▶ _PROBLEM TO SOLVE_: The records are to be copied in their entirety, exactly as given.

________________

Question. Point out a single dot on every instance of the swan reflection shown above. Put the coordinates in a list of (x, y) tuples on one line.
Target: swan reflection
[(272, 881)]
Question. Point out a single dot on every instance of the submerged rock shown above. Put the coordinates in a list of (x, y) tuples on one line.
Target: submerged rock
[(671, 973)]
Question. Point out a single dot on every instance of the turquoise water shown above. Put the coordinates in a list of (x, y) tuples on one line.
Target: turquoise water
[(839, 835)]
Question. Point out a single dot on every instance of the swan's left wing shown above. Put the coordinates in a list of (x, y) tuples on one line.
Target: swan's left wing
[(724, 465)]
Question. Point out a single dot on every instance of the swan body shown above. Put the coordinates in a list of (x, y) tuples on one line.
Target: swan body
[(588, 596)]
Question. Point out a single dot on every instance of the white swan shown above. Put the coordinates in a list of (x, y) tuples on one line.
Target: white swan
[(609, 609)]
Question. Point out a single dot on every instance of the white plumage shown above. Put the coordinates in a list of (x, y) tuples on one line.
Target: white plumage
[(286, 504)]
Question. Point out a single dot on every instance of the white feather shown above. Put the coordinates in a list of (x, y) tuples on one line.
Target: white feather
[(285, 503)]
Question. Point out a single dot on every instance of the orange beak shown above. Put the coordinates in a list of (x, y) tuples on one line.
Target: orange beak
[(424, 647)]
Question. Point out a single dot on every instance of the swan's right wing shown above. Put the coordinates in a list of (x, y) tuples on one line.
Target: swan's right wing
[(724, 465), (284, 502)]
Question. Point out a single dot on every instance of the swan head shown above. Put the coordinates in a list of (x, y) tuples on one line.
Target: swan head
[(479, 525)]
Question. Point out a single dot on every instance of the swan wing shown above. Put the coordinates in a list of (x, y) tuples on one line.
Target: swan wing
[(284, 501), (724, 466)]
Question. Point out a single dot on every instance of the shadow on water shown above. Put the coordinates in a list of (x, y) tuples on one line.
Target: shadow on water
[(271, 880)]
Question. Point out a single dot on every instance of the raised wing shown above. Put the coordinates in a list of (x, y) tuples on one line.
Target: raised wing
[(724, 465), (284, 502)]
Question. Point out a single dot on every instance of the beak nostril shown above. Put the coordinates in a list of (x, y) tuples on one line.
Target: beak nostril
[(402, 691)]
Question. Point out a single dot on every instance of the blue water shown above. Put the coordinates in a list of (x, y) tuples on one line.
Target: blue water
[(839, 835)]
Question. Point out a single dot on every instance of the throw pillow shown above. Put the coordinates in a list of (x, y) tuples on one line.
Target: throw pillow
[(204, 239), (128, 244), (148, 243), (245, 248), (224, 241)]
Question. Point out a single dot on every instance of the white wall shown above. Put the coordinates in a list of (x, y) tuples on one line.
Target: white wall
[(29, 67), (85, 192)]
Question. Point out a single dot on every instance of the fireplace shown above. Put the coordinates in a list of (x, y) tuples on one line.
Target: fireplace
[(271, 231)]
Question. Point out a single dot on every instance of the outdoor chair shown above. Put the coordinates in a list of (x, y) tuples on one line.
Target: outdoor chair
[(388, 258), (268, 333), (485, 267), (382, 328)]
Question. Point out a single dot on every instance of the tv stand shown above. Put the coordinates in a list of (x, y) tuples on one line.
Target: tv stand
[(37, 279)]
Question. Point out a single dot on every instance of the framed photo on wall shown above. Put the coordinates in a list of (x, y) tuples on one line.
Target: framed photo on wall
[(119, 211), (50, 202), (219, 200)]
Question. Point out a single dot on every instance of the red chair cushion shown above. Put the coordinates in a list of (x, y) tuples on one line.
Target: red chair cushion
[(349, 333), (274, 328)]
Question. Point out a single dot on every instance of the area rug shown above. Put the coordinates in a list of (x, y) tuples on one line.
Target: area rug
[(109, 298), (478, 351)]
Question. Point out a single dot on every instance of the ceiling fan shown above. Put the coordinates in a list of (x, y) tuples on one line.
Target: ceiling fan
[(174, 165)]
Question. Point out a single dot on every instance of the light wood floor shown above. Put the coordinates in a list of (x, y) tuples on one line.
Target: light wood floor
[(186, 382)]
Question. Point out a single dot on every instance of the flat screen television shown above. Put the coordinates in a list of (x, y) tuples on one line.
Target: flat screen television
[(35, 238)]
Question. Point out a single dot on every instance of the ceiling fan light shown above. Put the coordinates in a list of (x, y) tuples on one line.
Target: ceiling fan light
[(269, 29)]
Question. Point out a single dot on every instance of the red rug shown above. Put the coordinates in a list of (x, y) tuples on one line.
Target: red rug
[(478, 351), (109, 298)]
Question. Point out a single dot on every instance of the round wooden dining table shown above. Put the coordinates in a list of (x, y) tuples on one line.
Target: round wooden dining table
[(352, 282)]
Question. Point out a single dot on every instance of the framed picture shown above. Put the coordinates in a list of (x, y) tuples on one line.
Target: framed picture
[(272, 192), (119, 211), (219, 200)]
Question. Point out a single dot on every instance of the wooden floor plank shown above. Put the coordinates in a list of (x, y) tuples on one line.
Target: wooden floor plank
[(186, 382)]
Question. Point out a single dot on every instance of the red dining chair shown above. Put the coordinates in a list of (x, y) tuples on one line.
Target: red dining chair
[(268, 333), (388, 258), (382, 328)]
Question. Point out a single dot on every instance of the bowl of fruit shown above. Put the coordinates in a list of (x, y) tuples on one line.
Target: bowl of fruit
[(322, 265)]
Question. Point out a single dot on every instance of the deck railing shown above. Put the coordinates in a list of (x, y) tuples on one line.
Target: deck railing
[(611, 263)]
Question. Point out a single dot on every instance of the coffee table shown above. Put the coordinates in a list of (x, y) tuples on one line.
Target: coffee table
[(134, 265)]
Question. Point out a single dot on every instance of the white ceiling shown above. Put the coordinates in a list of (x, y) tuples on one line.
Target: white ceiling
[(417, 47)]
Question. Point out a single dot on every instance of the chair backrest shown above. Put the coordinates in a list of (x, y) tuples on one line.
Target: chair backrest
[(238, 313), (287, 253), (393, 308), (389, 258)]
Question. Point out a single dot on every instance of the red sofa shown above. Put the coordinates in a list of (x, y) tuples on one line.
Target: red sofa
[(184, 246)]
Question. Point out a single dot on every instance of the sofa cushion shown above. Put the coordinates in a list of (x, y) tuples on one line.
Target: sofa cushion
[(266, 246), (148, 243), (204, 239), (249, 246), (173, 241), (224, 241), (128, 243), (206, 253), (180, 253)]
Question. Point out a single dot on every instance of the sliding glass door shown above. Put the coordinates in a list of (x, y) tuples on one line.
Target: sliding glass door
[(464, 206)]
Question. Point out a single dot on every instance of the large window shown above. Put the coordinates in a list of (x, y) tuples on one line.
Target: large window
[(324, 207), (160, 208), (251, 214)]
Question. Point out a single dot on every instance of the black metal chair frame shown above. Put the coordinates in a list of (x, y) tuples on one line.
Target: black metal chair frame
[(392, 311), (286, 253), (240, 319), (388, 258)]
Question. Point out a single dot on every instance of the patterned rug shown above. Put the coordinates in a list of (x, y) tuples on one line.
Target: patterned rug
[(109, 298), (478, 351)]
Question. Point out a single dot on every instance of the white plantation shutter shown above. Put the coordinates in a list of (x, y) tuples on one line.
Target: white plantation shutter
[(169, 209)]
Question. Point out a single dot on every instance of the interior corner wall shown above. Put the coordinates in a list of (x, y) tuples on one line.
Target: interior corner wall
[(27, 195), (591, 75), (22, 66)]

________________

▶ _WRITTEN ANSWER_:
Question. Point out a single dot on every instance of the swan reflection shown above. Put the coordinates in a list of (x, y) tuples on one line.
Target: swan reflection
[(272, 881)]
Question. Point out a single dot on every instance of the submerged rock shown above. Put the coordinates in a list of (x, y) tuples on one line.
Target: submerged rock
[(671, 973)]
Question. Point out a single dot on every instance of the turquoise water shown above. Put the coordinates in a list of (x, y) tuples on one line.
Target: turquoise water
[(839, 835)]
Question. Point out a single dot on every instance of the swan's left wing shown above. Put the coordinates in a list of (x, y) tuples on one line.
Target: swan's left wing
[(724, 465)]
Question. Point out a single dot on every instance of the swan body shown above. Put the coordinates in a list of (x, y) tuples on one line.
Target: swan body
[(588, 596)]
Question. Point out a single dot on every instance of the white swan shown above. Put the coordinates in a list of (x, y) tuples on one line.
Target: white swan
[(609, 609)]
Question. Point out a single dot on every instance of the white plumage shown above. Put the coordinates in a list of (x, y) tuples on one line.
Target: white plumage
[(286, 504)]
Question. Point out a single dot on every instance of the white feather shown above. Put the coordinates in a list of (x, y) tuples on one line.
Target: white feather
[(285, 503)]
Question. Point out a single dot on every instance of the orange beak shown above. Put the coordinates in a list of (x, y) tuples on one line.
Target: orange beak
[(424, 647)]
Question. Point out a single dot on every instance of the swan's right wing shown above. Put the coordinates in a list of (x, y) tuples on one line.
Target: swan's right wing
[(724, 465), (284, 502)]
Question. Point out a single dot on every instance of the swan head shown above. Put the coordinates in a list of (x, y) tuples on one line.
Target: swan head
[(479, 525)]
Question. Point out a single dot on every instance of the swan wing shown above. Put the coordinates in a list of (x, y) tuples on one line.
Target: swan wing
[(284, 501), (724, 466)]
Question. Point out a single dot on every instance of the shadow on water shown above. Put the coordinates in a list of (x, y) tuples on one line.
Target: shadow on water
[(271, 880)]
Question. Point out a single dot on every instance of the raised wing shown above. Put the coordinates in a list of (x, y) tuples on one line.
Target: raised wing
[(724, 465), (284, 502)]
Question. Point out a single dot on every instance of the beak nostril shown above. Put the coordinates in a list of (x, y) tuples on one line.
Target: beak nostril
[(402, 691)]
Question. Point out a single dot on every instance of the blue water shown above. Put the coordinates in a list of (x, y) tuples on one line.
Target: blue water
[(839, 835)]
Question. Point out a single dot on every instance of the throw pillow shown above. Put the coordinates in a list of (x, y) tuples on one line.
Target: throw pillow
[(204, 239), (128, 244), (148, 243), (245, 248), (224, 241)]
Question. Point out a single dot on every instance of the white wall shown above. Put the coordinates in a list of (x, y) tuples on one line.
Target: white wall
[(29, 67), (85, 192)]
Question. Point out a single dot on every instance of the fireplace shown above. Put the coordinates in a list of (x, y) tuples on one line.
Target: fireplace
[(271, 231)]
Question. Point out a single dot on every instance of the outdoor chair shown above. Put the coordinates in a list of (x, y) tuples on one line.
Target: outdoor chair
[(388, 258), (268, 333), (485, 267), (382, 328)]
Question. Point out a single dot on every instance of the tv stand shown above. Put the coordinates in a list of (x, y) tuples on one line.
Target: tv stand
[(37, 279)]
Question. Point out a single dot on every instance of the framed photo on wall shown above. Put the coordinates in a list of (x, y) tuples on one line.
Target: framed photo on wall
[(119, 211), (50, 202), (219, 200)]
Question. Point out a single dot on every instance of the red chair cushion shown above. Put the coordinates in a list of (x, y) tuples on one line.
Target: red chair cushion
[(349, 333), (274, 328)]
Question. Point out a single dot on every instance of the area rug shown above. Put the coordinates in a list of (x, y) tuples on one line.
Target: area rug
[(109, 298), (478, 351)]
Question. Point out a single dot on every instance of the ceiling fan shown above. Put the coordinates in a list of (x, y) tuples on one line.
Target: ceiling fan
[(174, 165)]
Question. Point out a single dot on every instance of the light wood floor shown above. Put the coordinates in a list of (x, y) tuples on one line.
Target: light wood floor
[(186, 382)]
Question. Point out a single dot on every instance of the flat screen television shown above. Put the coordinates in a list of (x, y) tuples on one line.
Target: flat screen television
[(35, 238)]
Question. Point out a single dot on every instance of the ceiling fan light shown above. Put the coordinates in a list of (x, y) tuples on one line.
Target: ceiling fan light
[(269, 29)]
Question. Point out a single dot on every instance of the red rug shown above. Put the coordinates in a list of (x, y) tuples on one line.
Target: red rug
[(478, 351), (109, 298)]
Question. Point out a single dot on every instance of the round wooden dining table shown above. Put the coordinates in a list of (x, y) tuples on one line.
Target: round wooden dining table
[(352, 282)]
Question. Point out a single dot on every instance of the framed picture shown above. Put the coordinates in a list of (x, y) tuples on one line.
Target: framed picture
[(272, 192), (119, 211), (219, 200)]
Question. Point out a single dot on every instance of the wooden floor plank shown above. Put the coordinates in a list of (x, y) tuples on one line.
Target: wooden floor plank
[(186, 382)]
Question. Point out a single dot on every instance of the red dining chair shown above. Put the coordinates in a list of (x, y) tuples on one line.
Target: red dining chair
[(268, 333), (388, 258), (382, 328)]
Question. Point out a single dot on every instance of the bowl of fruit shown above. Put the coordinates in a list of (x, y) tuples on one line.
Target: bowl of fruit
[(322, 265)]
Question. Point out a single dot on every instance of the deck railing shown above. Put the coordinates in a list of (x, y) tuples on one line.
Target: deck railing
[(611, 263)]
Question. Point out a single dot on every instance of the coffee table shown above. Put the coordinates in a list of (x, y) tuples on one line.
Target: coffee table
[(134, 265)]
Question. Point out a single dot on every instance of the white ceiling shown above. Put the coordinates in a list of (x, y) tuples on one line.
Target: white ceiling
[(417, 47)]
Question. Point out a single dot on every instance of the chair backrest shown above. Put the coordinates in a list of (x, y) tuples on one line.
Target: chair backrest
[(238, 313), (287, 253), (393, 308), (389, 258)]
Question. Point out a single dot on every instance of the red sofa shown above. Put the coordinates in a list of (x, y) tuples on one line.
Target: red sofa
[(184, 246)]
Question. Point out a single dot on every instance of the sofa cushion shown above. Put the coordinates in a list of (x, y) tuples on one line.
Target: sofa cushion
[(266, 246), (148, 243), (204, 239), (249, 246), (173, 241), (224, 241), (128, 243), (206, 253), (180, 253)]
Question. Point out a single dot on every instance of the sliding glass door shown above. Put the coordinates in a list of (x, y) tuples on one line.
Target: sliding glass door
[(464, 206)]
Question. Point out a single dot on every instance of the large window shown above. Put the coordinates in a list of (x, y) tuples on one line.
Target: large window
[(324, 207), (160, 208), (251, 214)]
Question. Point out a single dot on every instance of the black metal chair frame shown above. Put the coordinates in a list of (x, y) tuples on one line.
Target: black metal chair frame
[(392, 311), (286, 253), (240, 319), (388, 258)]
Question. Point out a single dot on every instance of the patterned rug shown above. Put the coordinates in a list of (x, y) tuples on one line.
Target: patterned rug
[(109, 298), (478, 351)]
Question. Point out a single dot on every instance of the white plantation shutter shown above. Put the coordinates in a list of (x, y) tuples on one line.
Target: white plantation shutter
[(169, 209)]
Question. Point out a single dot on every instance of the interior corner wall shown above. Put the coordinates in a list of (x, y) tuples on one line.
Target: interior corner wall
[(27, 195), (591, 75), (22, 66)]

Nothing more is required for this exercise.